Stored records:

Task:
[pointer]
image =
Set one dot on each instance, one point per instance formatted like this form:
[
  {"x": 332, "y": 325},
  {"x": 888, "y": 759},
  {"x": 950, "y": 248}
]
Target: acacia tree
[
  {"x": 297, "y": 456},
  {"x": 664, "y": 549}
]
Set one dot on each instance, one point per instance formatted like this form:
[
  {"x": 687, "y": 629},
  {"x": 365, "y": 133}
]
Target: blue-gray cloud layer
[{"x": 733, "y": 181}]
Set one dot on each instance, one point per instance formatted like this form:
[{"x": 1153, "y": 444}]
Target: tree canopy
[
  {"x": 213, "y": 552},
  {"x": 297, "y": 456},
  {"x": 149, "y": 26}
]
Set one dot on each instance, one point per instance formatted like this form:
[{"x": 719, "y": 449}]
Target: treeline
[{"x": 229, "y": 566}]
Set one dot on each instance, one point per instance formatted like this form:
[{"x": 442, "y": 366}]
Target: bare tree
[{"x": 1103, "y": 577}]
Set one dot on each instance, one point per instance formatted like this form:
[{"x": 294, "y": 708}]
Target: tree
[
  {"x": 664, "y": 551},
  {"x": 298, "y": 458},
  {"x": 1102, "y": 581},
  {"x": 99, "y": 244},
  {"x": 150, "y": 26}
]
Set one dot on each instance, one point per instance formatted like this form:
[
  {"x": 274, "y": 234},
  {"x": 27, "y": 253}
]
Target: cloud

#### [INSTRUCTION]
Reproduce all of the material above, requests included, and rescale every x and y coordinate in the answers by a factor of 2.15, rounding to whole numbers with halves rounded up. Keep the coordinates in the requests and their format samples as they are.

#### [THE RESPONSE]
Task:
[pointer]
image =
Set one dot on each instance, one point per instance formatted like this form:
[
  {"x": 332, "y": 325},
  {"x": 888, "y": 759},
  {"x": 950, "y": 248}
]
Target: acacia tree
[
  {"x": 639, "y": 980},
  {"x": 1428, "y": 1180}
]
Set one dot on each instance, one point per instance formatted like this form:
[
  {"x": 687, "y": 629},
  {"x": 365, "y": 133}
]
Target: blue-gray cloud layer
[{"x": 1576, "y": 389}]
Set one dot on each instance, one point per instance formatted like this form:
[{"x": 1153, "y": 444}]
Target: tree canopy
[
  {"x": 458, "y": 1187},
  {"x": 639, "y": 980},
  {"x": 320, "y": 56}
]
Set one dot on each instance, one point per instance formatted like this form:
[{"x": 719, "y": 449}]
Target: treeline
[{"x": 492, "y": 1217}]
Set one dot on each instance, one point per instance formatted like this form:
[{"x": 442, "y": 366}]
Target: bare tree
[{"x": 2371, "y": 1241}]
Set one dot on each instance, one point per instance formatted like this form:
[{"x": 294, "y": 708}]
Target: tree
[
  {"x": 1428, "y": 1185},
  {"x": 641, "y": 985},
  {"x": 2369, "y": 1249},
  {"x": 213, "y": 525},
  {"x": 323, "y": 56}
]
Set one dot on each instance, one point per instance formatted like this form:
[
  {"x": 274, "y": 234},
  {"x": 27, "y": 253}
]
Target: cloud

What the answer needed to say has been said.